▶ [Texto proporcionado]
== == ==

Somos inquietos. En los fines de semana largos, nos gusta descubrir paisajes, posadas encantadoras. Ir por nuevos caminos, pasear, experimentar, conocer, atesorar recuerdos. Somos algo nómades también, cambiando de trabajo, de barrio, de ciudad o de país.
Donde va nuestro espíritu curioso, nos sigue nuestro cuerpo, fiel escudero. Que tiene su historia, que luchó o enfrenta quizás alguna batalla brava, con sus fortalezas y debilidades. Y donde esté ese cuerpo, merece ser atendido, con conocimiento y cuidado.
Ojalá nunca, pero si algo nos sucediera en lugares lejanos, descubriremos que somos desconocidos para quienes nos atiendan. Lejos de nuestro hogar, la historia de nuestro cuerpo -lo que necesita o le pasó-, no lo sabe nadie, ni tiene cómo.

== == ==

▶ [Conjunto de datos]

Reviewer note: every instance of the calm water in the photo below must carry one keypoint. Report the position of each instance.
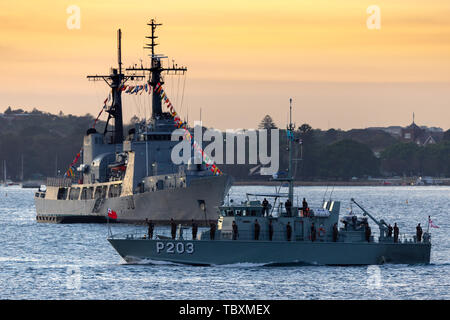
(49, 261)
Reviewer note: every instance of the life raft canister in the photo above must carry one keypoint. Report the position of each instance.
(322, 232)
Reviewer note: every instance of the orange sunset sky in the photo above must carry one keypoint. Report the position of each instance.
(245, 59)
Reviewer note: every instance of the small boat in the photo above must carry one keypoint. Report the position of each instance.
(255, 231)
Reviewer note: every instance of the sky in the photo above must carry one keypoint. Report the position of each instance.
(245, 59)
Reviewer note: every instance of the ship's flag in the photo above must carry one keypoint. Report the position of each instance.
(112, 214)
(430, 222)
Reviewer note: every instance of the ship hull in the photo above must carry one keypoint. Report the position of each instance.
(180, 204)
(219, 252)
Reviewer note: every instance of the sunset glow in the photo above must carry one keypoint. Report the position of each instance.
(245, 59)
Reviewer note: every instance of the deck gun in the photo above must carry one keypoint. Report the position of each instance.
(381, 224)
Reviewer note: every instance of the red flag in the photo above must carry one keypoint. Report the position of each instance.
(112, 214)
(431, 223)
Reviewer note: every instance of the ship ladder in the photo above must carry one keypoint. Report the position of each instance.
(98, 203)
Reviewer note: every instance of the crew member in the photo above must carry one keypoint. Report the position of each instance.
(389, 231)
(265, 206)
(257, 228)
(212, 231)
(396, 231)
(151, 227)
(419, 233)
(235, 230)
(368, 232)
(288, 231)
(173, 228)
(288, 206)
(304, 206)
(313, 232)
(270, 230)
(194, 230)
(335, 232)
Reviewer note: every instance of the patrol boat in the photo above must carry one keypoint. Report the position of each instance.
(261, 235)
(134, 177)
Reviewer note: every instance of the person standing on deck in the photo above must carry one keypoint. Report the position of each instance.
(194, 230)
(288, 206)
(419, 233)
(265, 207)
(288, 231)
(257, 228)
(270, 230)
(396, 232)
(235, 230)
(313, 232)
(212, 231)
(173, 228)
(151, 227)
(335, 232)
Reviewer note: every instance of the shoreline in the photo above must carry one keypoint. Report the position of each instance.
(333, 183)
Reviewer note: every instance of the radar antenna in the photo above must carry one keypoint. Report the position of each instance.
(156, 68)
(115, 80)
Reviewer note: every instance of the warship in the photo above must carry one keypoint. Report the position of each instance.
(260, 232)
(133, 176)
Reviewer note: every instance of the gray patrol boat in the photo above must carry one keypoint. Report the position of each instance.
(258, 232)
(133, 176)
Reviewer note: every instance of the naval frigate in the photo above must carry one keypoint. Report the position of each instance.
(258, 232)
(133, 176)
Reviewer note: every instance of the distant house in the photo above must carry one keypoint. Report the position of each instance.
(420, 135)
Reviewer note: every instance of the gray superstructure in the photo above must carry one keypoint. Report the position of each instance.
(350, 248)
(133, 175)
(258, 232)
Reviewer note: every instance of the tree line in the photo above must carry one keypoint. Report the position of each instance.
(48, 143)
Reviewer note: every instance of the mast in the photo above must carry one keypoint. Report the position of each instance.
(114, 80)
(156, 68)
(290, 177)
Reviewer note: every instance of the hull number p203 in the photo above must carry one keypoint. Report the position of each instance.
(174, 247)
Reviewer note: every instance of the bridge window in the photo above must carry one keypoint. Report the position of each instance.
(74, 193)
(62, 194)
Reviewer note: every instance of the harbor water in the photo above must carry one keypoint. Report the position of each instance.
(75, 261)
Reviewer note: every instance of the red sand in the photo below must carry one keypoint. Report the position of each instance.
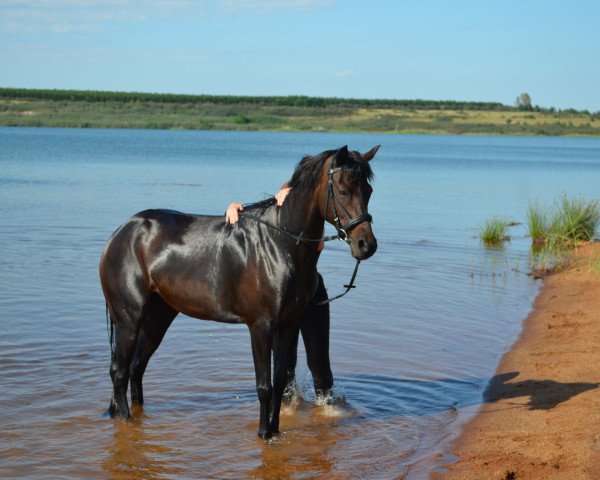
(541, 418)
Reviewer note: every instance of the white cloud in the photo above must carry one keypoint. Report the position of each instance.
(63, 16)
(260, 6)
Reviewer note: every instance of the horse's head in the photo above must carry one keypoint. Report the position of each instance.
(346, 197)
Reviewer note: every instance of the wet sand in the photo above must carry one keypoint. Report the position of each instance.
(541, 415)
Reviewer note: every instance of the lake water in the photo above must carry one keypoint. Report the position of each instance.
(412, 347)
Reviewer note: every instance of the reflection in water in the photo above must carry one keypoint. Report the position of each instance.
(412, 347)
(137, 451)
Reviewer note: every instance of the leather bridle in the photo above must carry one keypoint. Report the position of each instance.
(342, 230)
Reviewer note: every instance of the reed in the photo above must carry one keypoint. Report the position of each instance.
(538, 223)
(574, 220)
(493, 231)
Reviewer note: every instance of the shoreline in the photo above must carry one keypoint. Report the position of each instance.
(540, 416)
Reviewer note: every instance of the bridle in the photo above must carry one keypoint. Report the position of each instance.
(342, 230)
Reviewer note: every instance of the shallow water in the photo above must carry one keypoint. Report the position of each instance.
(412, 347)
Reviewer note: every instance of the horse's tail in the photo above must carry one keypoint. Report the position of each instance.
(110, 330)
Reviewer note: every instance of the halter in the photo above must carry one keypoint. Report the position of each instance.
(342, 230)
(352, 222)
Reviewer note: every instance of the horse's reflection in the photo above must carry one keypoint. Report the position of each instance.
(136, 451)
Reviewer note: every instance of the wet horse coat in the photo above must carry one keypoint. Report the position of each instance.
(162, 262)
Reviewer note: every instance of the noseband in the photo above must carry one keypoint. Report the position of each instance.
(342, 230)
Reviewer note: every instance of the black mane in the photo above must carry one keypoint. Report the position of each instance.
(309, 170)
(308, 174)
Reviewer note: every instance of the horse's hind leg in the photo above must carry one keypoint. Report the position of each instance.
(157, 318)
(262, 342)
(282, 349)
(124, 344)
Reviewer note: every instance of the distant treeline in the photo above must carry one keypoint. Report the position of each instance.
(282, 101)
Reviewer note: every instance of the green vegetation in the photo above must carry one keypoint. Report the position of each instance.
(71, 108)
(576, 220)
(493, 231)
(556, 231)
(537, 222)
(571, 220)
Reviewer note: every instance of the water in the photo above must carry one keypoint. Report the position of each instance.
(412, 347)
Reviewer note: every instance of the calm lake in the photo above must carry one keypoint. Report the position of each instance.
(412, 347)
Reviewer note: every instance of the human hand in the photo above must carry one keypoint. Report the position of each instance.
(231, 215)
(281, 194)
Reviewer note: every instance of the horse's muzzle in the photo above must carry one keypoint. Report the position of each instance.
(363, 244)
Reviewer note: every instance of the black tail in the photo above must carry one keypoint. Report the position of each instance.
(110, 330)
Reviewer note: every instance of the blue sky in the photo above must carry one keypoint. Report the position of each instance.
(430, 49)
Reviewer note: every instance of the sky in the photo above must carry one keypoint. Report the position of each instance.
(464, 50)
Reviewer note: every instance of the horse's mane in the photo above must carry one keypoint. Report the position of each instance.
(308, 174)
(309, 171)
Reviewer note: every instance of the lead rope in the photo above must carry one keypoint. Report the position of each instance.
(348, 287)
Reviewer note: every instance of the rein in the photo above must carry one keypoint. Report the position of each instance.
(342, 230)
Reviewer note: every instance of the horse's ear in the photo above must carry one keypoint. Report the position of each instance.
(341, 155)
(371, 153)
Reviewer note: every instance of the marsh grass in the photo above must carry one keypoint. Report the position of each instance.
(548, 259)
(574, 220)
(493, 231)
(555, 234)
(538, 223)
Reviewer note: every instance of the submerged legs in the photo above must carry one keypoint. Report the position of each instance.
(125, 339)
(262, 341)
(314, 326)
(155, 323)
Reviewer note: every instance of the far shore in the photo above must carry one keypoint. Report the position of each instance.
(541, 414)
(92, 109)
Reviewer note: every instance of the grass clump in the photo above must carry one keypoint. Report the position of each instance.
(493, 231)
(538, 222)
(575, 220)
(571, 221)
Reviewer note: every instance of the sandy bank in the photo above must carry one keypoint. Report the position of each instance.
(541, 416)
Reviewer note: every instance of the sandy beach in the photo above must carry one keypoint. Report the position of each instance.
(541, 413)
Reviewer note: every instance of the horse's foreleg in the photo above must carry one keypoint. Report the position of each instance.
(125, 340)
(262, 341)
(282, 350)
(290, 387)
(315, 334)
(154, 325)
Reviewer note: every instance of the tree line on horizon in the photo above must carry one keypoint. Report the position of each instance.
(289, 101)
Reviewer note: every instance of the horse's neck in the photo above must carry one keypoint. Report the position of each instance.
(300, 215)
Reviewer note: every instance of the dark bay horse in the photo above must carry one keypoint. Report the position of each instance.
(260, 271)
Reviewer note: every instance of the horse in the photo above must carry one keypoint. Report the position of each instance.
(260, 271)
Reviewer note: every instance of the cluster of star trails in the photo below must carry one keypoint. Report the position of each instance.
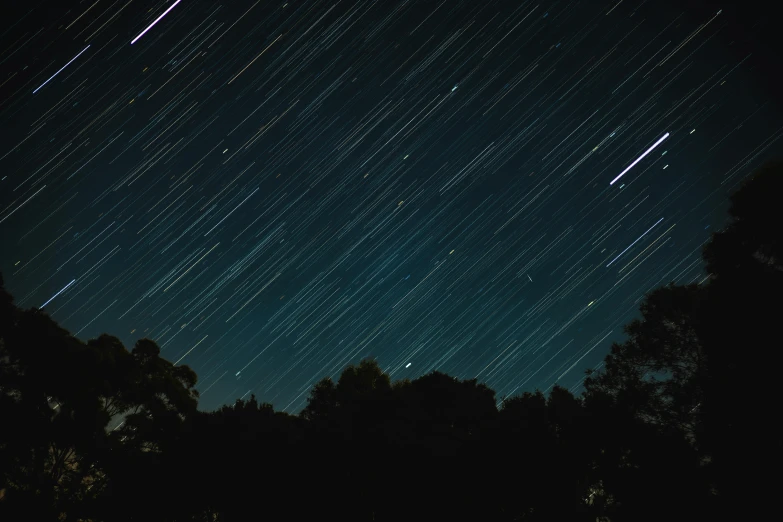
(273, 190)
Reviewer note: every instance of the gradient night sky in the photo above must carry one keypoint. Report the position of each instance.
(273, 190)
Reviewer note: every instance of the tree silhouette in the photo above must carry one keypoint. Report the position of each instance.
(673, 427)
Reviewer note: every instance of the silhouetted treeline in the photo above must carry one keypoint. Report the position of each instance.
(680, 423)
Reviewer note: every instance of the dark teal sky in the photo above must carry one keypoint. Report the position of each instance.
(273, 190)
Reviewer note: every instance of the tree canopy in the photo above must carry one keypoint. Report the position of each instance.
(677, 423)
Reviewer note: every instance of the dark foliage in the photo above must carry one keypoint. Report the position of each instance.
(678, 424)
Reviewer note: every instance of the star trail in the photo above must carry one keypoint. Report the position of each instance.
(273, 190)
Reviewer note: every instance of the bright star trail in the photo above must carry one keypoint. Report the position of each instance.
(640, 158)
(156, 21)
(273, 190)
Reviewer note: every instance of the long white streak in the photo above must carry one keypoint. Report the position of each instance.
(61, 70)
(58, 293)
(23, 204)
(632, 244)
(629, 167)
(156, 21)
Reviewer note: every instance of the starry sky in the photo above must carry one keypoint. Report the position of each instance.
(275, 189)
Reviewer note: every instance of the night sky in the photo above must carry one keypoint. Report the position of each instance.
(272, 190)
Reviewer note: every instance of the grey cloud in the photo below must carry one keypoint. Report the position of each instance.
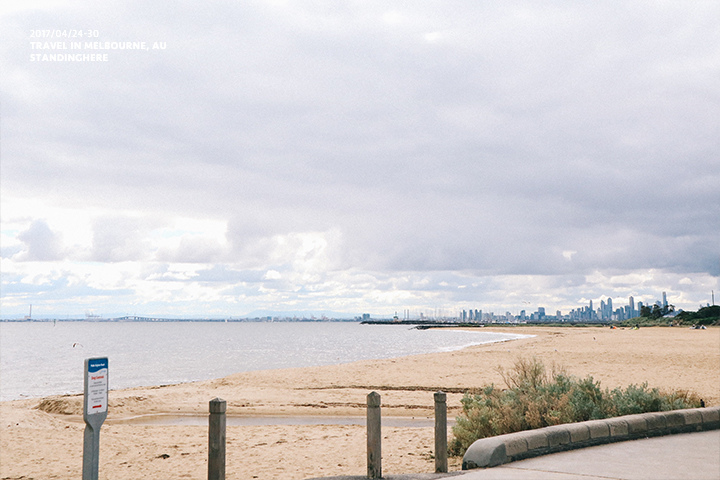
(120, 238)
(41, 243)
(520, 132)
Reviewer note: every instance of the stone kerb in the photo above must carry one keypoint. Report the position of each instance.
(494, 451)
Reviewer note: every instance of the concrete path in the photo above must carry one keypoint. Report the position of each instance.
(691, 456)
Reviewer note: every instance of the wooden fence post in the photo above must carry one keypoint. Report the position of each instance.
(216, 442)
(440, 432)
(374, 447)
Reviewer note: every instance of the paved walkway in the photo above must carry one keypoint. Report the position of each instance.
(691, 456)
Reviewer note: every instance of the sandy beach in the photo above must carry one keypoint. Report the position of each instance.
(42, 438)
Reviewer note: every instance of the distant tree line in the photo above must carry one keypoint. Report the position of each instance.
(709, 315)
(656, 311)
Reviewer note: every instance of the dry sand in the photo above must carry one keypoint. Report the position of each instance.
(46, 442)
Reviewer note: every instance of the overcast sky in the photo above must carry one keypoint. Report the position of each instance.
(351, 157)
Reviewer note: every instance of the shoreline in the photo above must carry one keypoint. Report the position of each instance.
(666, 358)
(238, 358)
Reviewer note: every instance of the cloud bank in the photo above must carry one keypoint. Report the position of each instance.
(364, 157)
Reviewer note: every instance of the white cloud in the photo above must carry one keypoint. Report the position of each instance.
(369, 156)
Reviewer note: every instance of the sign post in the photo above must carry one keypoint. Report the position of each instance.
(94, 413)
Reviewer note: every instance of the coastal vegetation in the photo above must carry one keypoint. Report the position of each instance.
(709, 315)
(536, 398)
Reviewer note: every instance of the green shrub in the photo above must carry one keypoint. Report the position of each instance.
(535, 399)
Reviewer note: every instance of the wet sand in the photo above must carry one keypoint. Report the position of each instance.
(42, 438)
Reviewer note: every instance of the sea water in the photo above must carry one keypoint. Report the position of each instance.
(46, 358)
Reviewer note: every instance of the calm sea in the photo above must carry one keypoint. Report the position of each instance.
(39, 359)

== == ==

▶ [Instrucciones de trabajo]
**A)** Enumera todo lo que, según el texto proporcionado, cambiamos por ser algo nómades.
**B)** Resume en dos oraciones el párrafo del texto proporcionado que empieza con "Donde va nuestro espíritu curioso".

▶ [Respuestas por tarea]
**A)**
- Trabajo
- Barrio
- Ciudad
- País

**B)** El cuerpo sigue fielmente a nuestro espíritu curioso y tiene su propia historia, con batallas libradas o actuales, fortalezas y debilidades. Esté donde esté, merece ser atendido con conocimiento y cuidado.